- TO DO -
Output the entries as they appear, skipping images.

- EXTRACTED ENTRIES -
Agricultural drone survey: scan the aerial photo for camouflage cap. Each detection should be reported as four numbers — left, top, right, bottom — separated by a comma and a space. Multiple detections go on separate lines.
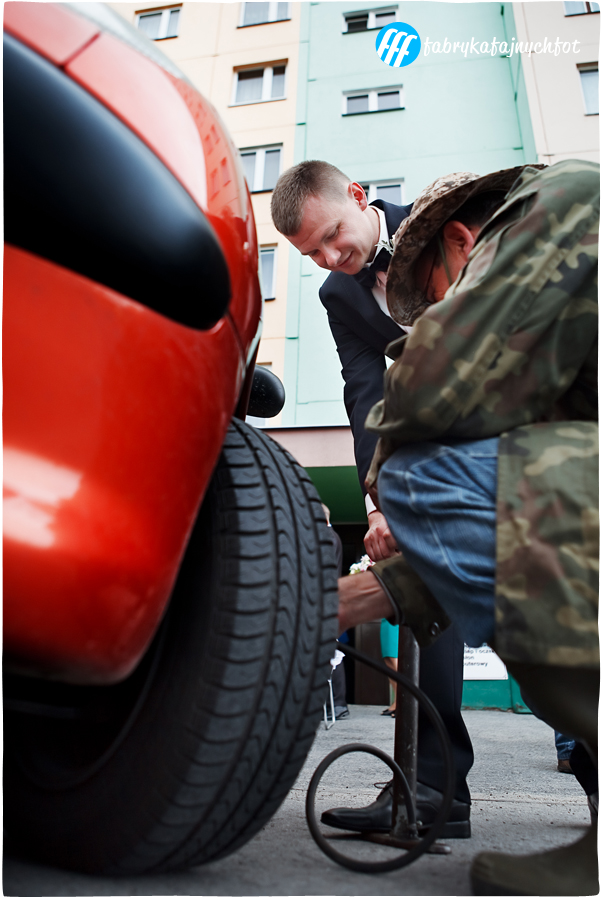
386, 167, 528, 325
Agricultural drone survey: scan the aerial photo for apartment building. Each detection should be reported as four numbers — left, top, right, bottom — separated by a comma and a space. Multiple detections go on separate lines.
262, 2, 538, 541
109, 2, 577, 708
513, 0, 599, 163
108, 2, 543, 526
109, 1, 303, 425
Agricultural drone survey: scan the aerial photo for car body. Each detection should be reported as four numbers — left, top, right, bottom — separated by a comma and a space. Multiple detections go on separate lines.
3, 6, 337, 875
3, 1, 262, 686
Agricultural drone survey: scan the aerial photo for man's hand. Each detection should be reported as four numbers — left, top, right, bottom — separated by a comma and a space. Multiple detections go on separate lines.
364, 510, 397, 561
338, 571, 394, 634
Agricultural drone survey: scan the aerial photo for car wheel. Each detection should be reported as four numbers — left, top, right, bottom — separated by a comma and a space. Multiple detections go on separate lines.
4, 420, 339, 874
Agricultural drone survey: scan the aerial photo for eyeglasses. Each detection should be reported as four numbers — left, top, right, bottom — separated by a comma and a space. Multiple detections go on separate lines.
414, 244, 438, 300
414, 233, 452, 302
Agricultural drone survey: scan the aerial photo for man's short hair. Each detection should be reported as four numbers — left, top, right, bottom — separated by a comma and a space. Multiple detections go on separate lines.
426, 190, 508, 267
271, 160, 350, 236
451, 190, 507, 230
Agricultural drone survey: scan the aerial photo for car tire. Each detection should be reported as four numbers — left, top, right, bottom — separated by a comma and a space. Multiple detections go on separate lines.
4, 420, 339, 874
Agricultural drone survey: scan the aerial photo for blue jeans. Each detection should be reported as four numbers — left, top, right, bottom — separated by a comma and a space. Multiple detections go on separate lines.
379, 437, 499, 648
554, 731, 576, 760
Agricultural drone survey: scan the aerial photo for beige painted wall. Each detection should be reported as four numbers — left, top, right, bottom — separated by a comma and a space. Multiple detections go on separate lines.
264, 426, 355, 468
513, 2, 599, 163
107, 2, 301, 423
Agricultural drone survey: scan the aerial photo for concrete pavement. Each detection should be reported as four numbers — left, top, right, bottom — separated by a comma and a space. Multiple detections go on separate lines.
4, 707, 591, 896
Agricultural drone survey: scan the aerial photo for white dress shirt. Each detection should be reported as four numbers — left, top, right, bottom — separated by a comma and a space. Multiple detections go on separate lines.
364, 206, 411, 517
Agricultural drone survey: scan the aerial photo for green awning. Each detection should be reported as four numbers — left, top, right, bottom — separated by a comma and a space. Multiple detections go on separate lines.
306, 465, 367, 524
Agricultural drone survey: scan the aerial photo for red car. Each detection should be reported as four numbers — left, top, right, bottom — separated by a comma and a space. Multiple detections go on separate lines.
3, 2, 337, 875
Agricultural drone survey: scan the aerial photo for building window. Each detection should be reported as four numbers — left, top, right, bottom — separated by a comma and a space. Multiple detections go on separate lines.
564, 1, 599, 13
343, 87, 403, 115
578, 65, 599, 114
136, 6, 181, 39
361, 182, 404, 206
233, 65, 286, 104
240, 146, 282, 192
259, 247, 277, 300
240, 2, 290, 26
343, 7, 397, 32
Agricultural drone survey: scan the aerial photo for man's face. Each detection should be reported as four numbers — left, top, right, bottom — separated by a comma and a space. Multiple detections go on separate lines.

- ANSWER -
Agricultural drone survey: scan the aerial photo for camouflage cap. Each detection should be reported as four numbers — left, top, right, bottom — separated by a comma and a space. Multiple detections go on separate lines.
386, 167, 528, 325
Agricultural drone survey: scan the aerial photo for apartment building. Each detection should be reported as four numbers — left, top, right, bottom — separated by a comma and a space. Multiple detections go on separate lines.
262, 2, 538, 541
109, 2, 577, 708
513, 0, 599, 163
108, 2, 543, 526
109, 1, 303, 425
Agricultural drone survey: scan the aerial photo for car body. Each detection should be reported as four numbers — left, top, right, bottom — separated by a comma and a space. Multiple detections go on separate lines.
3, 6, 337, 875
3, 1, 262, 686
Agricultural drone survey: scan the aerial photo for man's hand. Each detection should be reported as four numbers — left, top, right, bottom — separated by a comma and a space. Multiple detections go on separate lines.
364, 510, 397, 561
338, 571, 394, 634
Agricultural drone survey: scan the aerial photo for car wheel. Each detection should be reported as four numbers — left, top, right, bottom — separated by a comma and a space. Multiple detections go on separate lines.
4, 420, 339, 874
Agricultural drone survey: scan the aerial photo for eyeglasses. Each detection should be reported as four numbers — left, top, right, bottom — separated by a comma and a space. Multiple detections go on separate lines.
414, 244, 438, 300
414, 233, 452, 302
Agricultural drone survey: scan the aerial photo for man's short hair. Each detection should be reported as four numbers — left, top, right, bottom — separated by a comma and a space. Multiple detections go on separate lines.
426, 190, 508, 267
271, 160, 350, 236
451, 190, 507, 230
Agricultural drone survey: scan the aerial photo for car tire. Each detection should be reported as four numbers — left, top, right, bottom — separated by a comma and a space. Multiple detections go on separate lines.
4, 420, 339, 874
Agricultural drone survey: scan the aerial photo for blue jeans. Each detection should be reported as four numbers — left, top, right, bottom — separated by a comma and a space. Multiple detections go on separate lines.
379, 437, 499, 648
554, 731, 576, 760
Agricultural drone survey: scan the aerial photo for beige painted wall. Each detection should be reported as four numbers — left, top, right, bottom — separated by a comma and a space. Multiple detections go on separate lines.
264, 426, 355, 468
513, 2, 599, 163
107, 2, 301, 423
Agricultural drone survey: scan the aerial photo for concrete pavement. Each detection should be reported as four numbers — left, top, right, bottom — separated by a comma and a space. Multiple detections go on separate lines.
4, 707, 591, 896
Agricultural drone survey: scan the aerial photo for white dress shirt. Each detection should be reported as four numbers — left, top, right, bottom — separated by a comma and a space. Multiple detections go on separate lines.
364, 206, 411, 517
Agricultural drone survey: scan the aerial photo for green awning. Each detection should be reported as four numbers — left, top, right, bottom — separated by a comma and a space. Multiple detections go on separate lines.
306, 465, 367, 524
Agricultural drone survey: scan the aerial photo for red car. Each detection should be reported as four numbers — left, top, right, bottom — separated by a comma and a space. Multiple detections go on separate lines.
3, 2, 337, 875
Agricultural drone survey: scan the aerial photo for building window. Each detection should be reported as four numbers — left, top, right, bottom — separated by a comma and a space. Multiple detections go on separate lines.
564, 1, 599, 13
343, 87, 403, 115
578, 65, 599, 114
136, 6, 181, 39
361, 182, 404, 206
233, 65, 286, 104
240, 146, 282, 192
259, 247, 277, 300
240, 2, 290, 26
343, 7, 397, 32
Agricultural drone survey: scan the aerial photo for man's face. Each detection should be reported as four numbers — left, top, right, bottom — separated by a comma and a space. Multiple detections go on separate lines.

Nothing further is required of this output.